- **Assignment**
Each record is to be repeated exactly as it stands below.

▬▬▬▬▬▬▬▬▬▬

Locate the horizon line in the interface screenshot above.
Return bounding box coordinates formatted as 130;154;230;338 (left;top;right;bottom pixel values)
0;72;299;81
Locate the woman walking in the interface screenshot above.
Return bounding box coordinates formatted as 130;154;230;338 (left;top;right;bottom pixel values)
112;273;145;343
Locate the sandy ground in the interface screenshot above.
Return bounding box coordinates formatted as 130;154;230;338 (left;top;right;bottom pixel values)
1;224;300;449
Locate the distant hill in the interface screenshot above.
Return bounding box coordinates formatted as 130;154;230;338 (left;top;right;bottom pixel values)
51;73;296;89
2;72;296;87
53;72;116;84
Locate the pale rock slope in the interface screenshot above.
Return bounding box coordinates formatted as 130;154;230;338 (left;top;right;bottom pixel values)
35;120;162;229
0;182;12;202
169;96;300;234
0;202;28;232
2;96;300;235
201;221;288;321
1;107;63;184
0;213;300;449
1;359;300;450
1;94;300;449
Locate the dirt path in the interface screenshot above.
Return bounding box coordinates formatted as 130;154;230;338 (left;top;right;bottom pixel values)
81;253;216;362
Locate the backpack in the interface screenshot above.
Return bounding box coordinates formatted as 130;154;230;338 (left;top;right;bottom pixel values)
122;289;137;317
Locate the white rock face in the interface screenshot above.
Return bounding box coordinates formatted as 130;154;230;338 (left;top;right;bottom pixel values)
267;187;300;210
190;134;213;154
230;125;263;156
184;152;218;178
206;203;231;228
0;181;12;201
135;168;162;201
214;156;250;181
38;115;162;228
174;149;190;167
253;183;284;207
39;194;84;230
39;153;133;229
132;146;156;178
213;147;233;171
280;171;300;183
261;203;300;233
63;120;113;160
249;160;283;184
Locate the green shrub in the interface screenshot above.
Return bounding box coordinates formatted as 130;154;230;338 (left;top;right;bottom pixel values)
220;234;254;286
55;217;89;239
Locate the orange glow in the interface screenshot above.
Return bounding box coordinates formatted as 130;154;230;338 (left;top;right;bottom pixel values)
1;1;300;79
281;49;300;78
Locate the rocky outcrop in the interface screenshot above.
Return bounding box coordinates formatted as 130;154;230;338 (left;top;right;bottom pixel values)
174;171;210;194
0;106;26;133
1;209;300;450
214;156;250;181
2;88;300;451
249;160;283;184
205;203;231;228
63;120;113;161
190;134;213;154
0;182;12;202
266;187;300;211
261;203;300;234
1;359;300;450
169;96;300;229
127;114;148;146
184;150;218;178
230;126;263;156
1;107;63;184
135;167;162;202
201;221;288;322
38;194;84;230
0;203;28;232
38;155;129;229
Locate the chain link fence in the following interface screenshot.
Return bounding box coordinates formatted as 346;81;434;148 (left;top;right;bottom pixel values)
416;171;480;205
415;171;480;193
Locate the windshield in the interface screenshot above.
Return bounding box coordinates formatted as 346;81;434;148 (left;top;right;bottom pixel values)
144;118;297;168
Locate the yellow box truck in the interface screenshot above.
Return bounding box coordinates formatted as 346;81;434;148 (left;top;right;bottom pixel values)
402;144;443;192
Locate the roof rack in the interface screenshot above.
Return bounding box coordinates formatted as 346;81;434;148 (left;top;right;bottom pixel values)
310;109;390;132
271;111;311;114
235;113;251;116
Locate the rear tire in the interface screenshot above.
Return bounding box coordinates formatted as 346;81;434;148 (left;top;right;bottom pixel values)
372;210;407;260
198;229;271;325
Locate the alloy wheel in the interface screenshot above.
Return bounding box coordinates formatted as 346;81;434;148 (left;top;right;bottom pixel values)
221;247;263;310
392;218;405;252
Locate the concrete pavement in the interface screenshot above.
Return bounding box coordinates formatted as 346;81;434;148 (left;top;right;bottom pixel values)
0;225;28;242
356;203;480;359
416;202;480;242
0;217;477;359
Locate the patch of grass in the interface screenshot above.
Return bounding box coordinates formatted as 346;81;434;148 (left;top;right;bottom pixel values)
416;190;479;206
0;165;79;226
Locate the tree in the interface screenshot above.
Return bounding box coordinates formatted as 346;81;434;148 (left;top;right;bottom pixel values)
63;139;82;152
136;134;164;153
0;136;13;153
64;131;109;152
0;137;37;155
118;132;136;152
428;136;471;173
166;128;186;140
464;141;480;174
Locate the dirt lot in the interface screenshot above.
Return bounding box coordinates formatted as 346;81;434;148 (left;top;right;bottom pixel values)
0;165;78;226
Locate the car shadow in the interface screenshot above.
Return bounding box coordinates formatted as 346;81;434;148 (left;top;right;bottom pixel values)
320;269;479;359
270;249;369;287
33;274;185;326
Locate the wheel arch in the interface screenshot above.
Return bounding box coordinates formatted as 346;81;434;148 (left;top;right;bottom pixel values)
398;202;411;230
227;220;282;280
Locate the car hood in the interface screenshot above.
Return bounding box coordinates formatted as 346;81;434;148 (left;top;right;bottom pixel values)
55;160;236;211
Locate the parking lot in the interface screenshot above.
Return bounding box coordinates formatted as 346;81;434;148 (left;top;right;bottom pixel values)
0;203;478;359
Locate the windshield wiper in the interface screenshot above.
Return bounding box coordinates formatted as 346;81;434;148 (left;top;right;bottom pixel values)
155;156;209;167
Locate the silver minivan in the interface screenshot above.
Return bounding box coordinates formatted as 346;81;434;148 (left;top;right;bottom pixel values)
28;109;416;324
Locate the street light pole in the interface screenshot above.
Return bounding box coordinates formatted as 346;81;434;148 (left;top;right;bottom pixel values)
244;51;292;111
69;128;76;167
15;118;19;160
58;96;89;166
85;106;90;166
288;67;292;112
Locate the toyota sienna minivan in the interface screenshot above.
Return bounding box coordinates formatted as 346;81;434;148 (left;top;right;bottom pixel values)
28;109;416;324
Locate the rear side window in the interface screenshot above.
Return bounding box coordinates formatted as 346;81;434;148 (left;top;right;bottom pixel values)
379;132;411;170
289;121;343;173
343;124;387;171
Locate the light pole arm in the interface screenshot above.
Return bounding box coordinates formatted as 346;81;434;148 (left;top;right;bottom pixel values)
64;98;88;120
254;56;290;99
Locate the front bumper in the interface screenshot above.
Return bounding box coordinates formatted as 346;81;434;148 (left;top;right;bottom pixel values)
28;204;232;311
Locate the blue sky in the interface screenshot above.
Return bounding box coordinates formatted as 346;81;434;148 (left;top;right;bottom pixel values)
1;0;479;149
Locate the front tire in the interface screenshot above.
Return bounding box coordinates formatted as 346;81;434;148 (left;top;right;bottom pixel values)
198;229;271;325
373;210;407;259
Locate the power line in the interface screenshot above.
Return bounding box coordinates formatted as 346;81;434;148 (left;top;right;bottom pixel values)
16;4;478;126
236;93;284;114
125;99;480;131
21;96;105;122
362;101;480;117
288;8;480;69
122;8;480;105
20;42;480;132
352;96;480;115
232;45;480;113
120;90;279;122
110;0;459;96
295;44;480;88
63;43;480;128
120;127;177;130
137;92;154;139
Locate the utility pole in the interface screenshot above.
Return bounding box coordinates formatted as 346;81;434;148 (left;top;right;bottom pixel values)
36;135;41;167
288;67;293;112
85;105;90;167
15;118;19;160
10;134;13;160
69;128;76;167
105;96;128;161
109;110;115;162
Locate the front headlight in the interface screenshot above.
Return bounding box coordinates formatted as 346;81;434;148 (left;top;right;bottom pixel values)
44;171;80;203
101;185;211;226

▬▬▬▬▬▬▬▬▬▬

- **The answer**
Locate the horizon line in the interface screenshot above.
Return bounding box coordinates formatted as 130;154;230;338 (left;top;right;bottom pixel values)
0;72;299;81
Locate the woman walking in the interface screenshot above.
Return bounding box coordinates formatted as 130;154;230;338 (left;top;right;bottom pixel values)
112;273;145;343
Locate the sandy ground in the interface screenshot above.
Return bounding box coordinates formatted as 130;154;230;338 (left;top;right;bottom pixel values)
1;224;300;449
Locate the distant hill in the interface screenshot above.
Return bounding box coordinates formatted as 130;154;230;338 (left;top;right;bottom pixel values)
51;73;296;89
2;72;296;87
53;72;116;84
Locate the pale rock slope in the interface screenshot above.
Return bounding box coordinates formatted as 130;154;230;338 (left;top;right;bottom pixel values)
35;120;162;229
0;182;12;202
169;96;300;234
0;202;28;232
2;96;300;235
201;221;288;321
1;107;63;184
0;213;300;449
1;359;300;450
1;94;300;449
Locate the dirt path in the interface screenshot above.
Return bounding box coordinates formatted as 130;154;230;338 (left;top;right;bottom pixel values)
81;253;216;362
Locate the backpack in the interface screenshot above.
Return bounding box coordinates formatted as 130;154;230;338 (left;top;right;bottom pixel values)
122;289;137;317
Locate the white rock face in the interface screenshot above.
Return bounding box coordinates formatted as 130;154;230;338 (left;top;right;bottom pixel values)
267;187;300;210
190;134;213;154
230;125;263;156
184;152;218;178
206;203;231;228
0;181;12;201
135;168;162;201
214;156;250;181
38;115;162;228
174;149;190;167
253;183;284;207
39;194;84;230
39;153;133;229
132;146;156;178
213;147;233;171
280;171;300;183
261;203;300;233
63;120;113;160
249;160;283;184
Locate the green shrub in the interface screenshot above.
Return bounding box coordinates formatted as 130;154;230;338 (left;top;right;bottom pixel values)
220;234;254;286
55;217;89;239
Locate the orange glow in the interface screenshot above.
Return bounding box coordinates formatted as 130;154;230;338 (left;top;right;bottom pixel values)
1;1;300;79
281;49;300;78
Locate the rocky outcrop in the interface screenshot above.
Return bounding box coordinates formatted as 130;154;230;338 (left;top;right;bottom pixel values)
174;171;210;194
0;106;26;133
1;209;300;450
214;156;250;181
2;88;300;451
249;160;283;184
205;203;231;228
63;120;113;161
190;134;213;154
0;182;12;202
266;187;300;211
261;203;300;234
1;359;300;450
169;96;300;229
127;114;148;146
184;150;218;178
230;126;263;156
1;107;63;184
135;167;162;202
201;221;288;322
38;194;84;230
0;203;28;232
38;155;129;229
Locate the chain link fence in the following interface screenshot.
Return bounding box coordinates formatted as 346;81;434;148 (left;top;right;bottom pixel values)
416;171;480;205
415;171;480;193
Locate the windshield in the interface screenshot above.
Return bounding box coordinates formatted as 346;81;434;148 (left;top;right;bottom pixel values)
144;118;297;168
Locate the yellow box truck in the interface screenshot above.
Return bounding box coordinates formatted as 346;81;434;148 (left;top;right;bottom pixel values)
402;144;443;192
Locate the roof rack in the interface screenshot above.
Return bounding box coordinates formatted as 346;81;434;148 (left;top;right;bottom pixel values)
310;109;390;132
271;111;311;114
235;113;251;116
Locate the rear tire in the interface screenshot above.
Return bounding box coordinates formatted as 346;81;434;148 (left;top;right;bottom pixel values)
372;210;407;260
198;229;271;325
Locate the alloy wheel in the interface screenshot above.
Return bounding box coordinates formatted as 346;81;434;148 (left;top;right;bottom pixel values)
221;247;263;310
392;218;405;252
Locate the concrete pavement in the interface screenshot above.
Return bounding box coordinates formatted as 346;81;434;148 (left;top;right;bottom pixel values)
0;225;28;242
356;203;480;359
416;202;480;242
0;217;477;359
Locate the patch of grass in the interface screenshot above.
Return bounding box coordinates formatted as 346;81;434;148 (left;top;right;bottom pixel values)
416;190;479;206
0;165;79;226
Locate the tree in the interface screenshot above.
Return bounding box coordinates formatted as 346;81;434;148 (left;top;right;bottom pixel values)
63;139;82;152
136;134;164;153
0;136;13;153
64;131;109;152
0;137;37;155
118;132;136;152
428;136;471;173
166;128;186;140
464;141;480;174
Locate the dirt lot in the interface screenshot above.
Return bounding box coordinates formatted as 346;81;434;148 (left;top;right;bottom pixel values)
0;165;78;226
Locate the car shadow in the interface screenshot above.
Return bounding box coordinates formatted as 346;81;434;148 (left;top;right;bottom pixel values)
320;269;479;359
270;249;369;287
33;274;185;326
Locate the wheel arch in the interface screenshot above.
Return bounding box coordinates formatted as 346;81;434;148 (left;top;right;bottom pixel values)
398;202;411;230
227;220;282;280
Locate the car hood in the interface screenshot above.
Return bounding box coordinates formatted as 346;81;434;148 (left;top;right;bottom pixel values)
55;160;236;211
Locate the parking lot in the interface screenshot above.
Return bounding box coordinates formatted as 346;81;434;148 (left;top;right;bottom pixel values)
0;203;478;359
Locate the windshield wiper in the interface screenshot above.
Return bounding box coordinates formatted as 346;81;434;148 (left;top;right;bottom pixel values)
155;156;209;167
Locate the silver minivan in the interface screenshot above.
Return bounding box coordinates formatted as 346;81;434;148 (left;top;right;bottom pixel values)
28;109;416;324
Locate the street light pole in the interface screenshot above.
Return bounding box coordinates formatted as 346;81;434;148 (left;top;right;bottom pixel values)
244;51;292;111
69;128;76;167
15;118;19;160
58;96;89;166
85;106;90;166
288;67;292;112
Locate the toyota sienna minivan in the interface screenshot above.
Return bounding box coordinates formatted as 346;81;434;148 (left;top;right;bottom pixel values)
28;109;416;324
Locate the rear side window in the interface screenshot above.
Return bounding box coordinates formatted as 346;81;434;148 (left;top;right;bottom pixel values)
379;132;411;170
289;121;343;173
343;124;387;171
Locate the light pole arm in the interface screenshot above.
Return bounding box coordinates formatted as 346;81;434;148 (left;top;right;bottom pixel values)
64;98;88;120
254;56;290;99
Locate the front bumper in the interface screenshot above.
Return bounding box coordinates formatted as 346;81;434;148 (left;top;right;bottom pixel values)
28;204;232;311
Locate the blue sky in the interface screenshot above.
Return bounding box coordinates formatted as 346;81;434;148 (left;top;right;bottom pixel values)
1;0;479;149
Locate the front tire in the interface screenshot above.
Return bounding box coordinates formatted as 346;81;434;148 (left;top;right;bottom pixel values)
198;229;271;325
373;210;407;259
Locate the power line in the interface screenshot above.
Return bounding box coordinates formatted as 346;81;434;148 (left;top;right;bottom pixel values)
16;4;478;126
236;93;284;114
125;99;480;131
21;96;105;122
362;101;480;117
288;8;480;69
122;8;480;105
20;42;480;132
352;96;480;115
232;45;480;113
120;90;279;122
110;0;459;96
295;44;480;88
63;43;480;128
120;127;177;130
137;92;154;139
Locate the utility pole in the interface screenshot above.
Return bounding box coordinates formatted as 346;81;434;148 (left;top;right;bottom pixel values)
36;135;41;167
288;67;293;112
85;105;90;167
15;118;19;160
10;134;13;160
69;128;76;167
105;96;128;161
109;110;115;162
Locate the front headlight in the interface screenshot above.
Return bounding box coordinates formatted as 346;81;434;148 (left;top;right;bottom pixel values)
44;171;80;203
101;185;211;226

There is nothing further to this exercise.